> **Exercise details**:
Please pull out each of the rows below word for word, keeping every row on its own line.
*** Working data ***
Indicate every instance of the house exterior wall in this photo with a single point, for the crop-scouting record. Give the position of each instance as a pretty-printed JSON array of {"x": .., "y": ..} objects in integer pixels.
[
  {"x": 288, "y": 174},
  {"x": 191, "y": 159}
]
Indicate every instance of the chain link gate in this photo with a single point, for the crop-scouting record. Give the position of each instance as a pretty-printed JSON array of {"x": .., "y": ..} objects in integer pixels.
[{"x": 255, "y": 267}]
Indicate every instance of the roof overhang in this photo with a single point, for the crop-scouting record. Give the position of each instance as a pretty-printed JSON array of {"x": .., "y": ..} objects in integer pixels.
***
> **Task result**:
Indicate every instance of the house exterior wall in this photo with a single point, for the crop-scouting record. Give the position of each instance as a pretty-printed JSON array of {"x": .., "y": ..} objects in integer pixels.
[
  {"x": 288, "y": 174},
  {"x": 191, "y": 159}
]
Indicate every instance of the chain link gate in this photo with a single point, for the crop-scouting record. Give the position of each instance as a pretty-printed JSON array of {"x": .., "y": ..} objects in integer pixels.
[{"x": 255, "y": 267}]
Indicate every instance of the roof overhang in this photo with a single point, for the crop-scouting record. Give the position of each instance as a pretty-printed JSON array of {"x": .., "y": ..} objects in integer pixels.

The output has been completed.